**EXERCISE OBJECTIVE:** Express the rows below as a two-column CSV with the headers "instruction" and "points," one CSV row per instruction. Put each in its own quoted field with line breaks replaced by spaces, beginning at the row that contains "Exercise. Mark the red stripe" and continuing through the last row.

(Position annotation rows)
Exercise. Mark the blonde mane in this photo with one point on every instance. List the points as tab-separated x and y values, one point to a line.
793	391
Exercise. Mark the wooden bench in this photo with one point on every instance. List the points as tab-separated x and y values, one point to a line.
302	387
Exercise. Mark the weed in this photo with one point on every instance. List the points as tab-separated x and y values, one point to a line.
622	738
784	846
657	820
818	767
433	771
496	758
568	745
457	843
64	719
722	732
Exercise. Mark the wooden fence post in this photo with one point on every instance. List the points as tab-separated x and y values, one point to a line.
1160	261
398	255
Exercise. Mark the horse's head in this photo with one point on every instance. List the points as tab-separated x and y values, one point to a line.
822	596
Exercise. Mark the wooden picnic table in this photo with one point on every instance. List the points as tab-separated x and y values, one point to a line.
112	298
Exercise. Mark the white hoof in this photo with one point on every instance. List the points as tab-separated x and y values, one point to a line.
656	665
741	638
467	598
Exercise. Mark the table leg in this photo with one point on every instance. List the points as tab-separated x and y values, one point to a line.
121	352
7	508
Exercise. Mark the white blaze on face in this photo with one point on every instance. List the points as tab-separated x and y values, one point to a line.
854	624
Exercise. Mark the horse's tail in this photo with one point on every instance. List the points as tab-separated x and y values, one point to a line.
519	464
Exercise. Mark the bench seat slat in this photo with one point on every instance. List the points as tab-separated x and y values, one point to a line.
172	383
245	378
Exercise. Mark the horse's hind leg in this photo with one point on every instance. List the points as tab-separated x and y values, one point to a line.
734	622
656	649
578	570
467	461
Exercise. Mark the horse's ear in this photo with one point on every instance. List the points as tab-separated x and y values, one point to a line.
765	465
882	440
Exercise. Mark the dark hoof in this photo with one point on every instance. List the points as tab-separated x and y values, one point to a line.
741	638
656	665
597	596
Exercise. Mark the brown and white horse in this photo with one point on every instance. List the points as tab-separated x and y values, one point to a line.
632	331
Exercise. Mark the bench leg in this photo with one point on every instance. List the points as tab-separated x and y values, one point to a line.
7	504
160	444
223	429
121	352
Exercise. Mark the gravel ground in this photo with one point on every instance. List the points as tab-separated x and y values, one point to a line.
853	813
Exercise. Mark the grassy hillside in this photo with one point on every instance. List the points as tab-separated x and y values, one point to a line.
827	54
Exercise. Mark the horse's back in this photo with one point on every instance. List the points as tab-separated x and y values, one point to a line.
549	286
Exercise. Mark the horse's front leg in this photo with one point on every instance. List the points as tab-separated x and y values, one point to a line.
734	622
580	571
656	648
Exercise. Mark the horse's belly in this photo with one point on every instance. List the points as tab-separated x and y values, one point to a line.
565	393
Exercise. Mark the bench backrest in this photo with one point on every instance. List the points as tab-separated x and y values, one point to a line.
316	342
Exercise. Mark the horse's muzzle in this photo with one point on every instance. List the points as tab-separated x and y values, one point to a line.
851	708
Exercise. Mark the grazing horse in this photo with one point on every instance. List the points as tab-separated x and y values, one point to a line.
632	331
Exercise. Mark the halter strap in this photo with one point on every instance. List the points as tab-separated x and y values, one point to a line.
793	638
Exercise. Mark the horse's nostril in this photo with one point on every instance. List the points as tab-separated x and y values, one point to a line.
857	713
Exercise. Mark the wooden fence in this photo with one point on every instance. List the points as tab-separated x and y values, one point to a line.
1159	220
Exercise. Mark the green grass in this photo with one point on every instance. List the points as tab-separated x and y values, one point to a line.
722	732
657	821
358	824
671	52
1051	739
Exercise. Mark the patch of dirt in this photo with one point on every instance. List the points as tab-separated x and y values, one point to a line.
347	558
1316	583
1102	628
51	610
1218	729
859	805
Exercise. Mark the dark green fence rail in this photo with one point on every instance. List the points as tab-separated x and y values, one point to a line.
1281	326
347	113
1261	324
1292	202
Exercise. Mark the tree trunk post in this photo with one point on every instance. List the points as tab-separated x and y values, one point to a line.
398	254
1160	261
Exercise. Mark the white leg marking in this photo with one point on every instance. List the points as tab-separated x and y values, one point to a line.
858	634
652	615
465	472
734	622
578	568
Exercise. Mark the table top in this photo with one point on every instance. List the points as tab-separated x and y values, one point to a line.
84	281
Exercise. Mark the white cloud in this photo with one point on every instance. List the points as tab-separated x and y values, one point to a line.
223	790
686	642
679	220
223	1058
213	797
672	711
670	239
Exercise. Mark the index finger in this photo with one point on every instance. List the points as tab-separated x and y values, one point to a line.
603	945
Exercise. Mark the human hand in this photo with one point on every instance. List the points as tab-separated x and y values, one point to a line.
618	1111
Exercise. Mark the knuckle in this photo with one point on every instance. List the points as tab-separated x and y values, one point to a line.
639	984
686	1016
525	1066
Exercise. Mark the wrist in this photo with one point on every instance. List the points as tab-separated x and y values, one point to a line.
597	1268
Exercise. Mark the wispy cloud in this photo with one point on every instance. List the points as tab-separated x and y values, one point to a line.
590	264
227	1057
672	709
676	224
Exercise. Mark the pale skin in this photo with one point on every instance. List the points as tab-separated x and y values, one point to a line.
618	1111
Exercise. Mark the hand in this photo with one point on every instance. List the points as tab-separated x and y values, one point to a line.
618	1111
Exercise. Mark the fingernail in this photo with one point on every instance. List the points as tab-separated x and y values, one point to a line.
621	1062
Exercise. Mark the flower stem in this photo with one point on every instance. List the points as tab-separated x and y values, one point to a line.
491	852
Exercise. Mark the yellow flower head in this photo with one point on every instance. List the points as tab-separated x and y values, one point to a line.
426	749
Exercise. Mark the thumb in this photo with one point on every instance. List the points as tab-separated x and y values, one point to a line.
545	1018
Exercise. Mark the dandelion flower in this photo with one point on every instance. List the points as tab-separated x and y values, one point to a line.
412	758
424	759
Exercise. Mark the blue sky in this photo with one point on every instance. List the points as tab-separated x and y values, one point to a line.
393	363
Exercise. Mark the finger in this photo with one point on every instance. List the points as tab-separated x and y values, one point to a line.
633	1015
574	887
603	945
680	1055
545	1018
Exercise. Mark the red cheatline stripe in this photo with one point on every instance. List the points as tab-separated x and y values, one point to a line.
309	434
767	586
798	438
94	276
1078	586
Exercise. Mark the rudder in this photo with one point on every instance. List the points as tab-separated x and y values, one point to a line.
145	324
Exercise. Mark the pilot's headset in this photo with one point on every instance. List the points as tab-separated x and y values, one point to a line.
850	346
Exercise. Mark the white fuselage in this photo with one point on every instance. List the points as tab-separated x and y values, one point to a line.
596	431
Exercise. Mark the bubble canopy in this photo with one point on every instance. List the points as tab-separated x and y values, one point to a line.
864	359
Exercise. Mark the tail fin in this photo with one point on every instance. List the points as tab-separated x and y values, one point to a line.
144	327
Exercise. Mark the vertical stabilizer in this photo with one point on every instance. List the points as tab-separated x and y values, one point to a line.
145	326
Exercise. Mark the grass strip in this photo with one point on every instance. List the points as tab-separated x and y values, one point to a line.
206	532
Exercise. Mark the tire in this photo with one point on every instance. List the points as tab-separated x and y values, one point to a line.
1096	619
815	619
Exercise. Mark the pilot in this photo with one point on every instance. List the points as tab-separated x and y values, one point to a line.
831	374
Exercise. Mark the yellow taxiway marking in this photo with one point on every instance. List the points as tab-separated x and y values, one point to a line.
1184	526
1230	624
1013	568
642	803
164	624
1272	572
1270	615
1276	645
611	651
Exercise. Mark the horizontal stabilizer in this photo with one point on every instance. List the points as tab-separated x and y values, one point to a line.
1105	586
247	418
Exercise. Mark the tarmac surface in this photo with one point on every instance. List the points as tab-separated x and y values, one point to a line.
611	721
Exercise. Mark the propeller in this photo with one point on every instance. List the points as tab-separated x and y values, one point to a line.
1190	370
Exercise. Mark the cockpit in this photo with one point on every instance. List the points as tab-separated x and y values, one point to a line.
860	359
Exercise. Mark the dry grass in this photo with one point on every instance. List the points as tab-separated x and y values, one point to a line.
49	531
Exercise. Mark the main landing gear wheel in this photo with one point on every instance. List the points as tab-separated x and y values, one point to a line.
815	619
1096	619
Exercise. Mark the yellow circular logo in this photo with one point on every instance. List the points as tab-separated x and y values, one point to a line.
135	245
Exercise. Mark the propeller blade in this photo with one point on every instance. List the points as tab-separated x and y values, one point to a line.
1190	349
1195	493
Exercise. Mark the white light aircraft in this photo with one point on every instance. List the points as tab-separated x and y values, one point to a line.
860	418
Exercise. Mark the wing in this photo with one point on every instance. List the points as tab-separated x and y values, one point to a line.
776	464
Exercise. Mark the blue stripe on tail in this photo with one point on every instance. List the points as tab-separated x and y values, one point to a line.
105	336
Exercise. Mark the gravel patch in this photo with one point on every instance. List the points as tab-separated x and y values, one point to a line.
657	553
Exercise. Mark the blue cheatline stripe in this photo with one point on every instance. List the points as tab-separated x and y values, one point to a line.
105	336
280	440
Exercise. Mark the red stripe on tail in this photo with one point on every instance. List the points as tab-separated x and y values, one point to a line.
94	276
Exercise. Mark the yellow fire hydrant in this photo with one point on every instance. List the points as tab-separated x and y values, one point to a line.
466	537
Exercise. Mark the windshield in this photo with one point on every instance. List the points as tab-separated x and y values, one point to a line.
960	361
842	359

**TASK RESULT:**
instruction,points
"Exercise. Mark the red stripe on tail in this photo with one point on every instance. List the points as tab-separated x and y values, one point to a line.","94	276"
"Exercise. Mark the yellow fire hydrant in this photo with one point on every instance. List the points as tab-separated x and y values, one point to a line.","466	537"
"Exercise. Mark the windshield in this photo with one point on every instance. List the points as tab-separated x and y values, one point to a line.","960	361 842	359"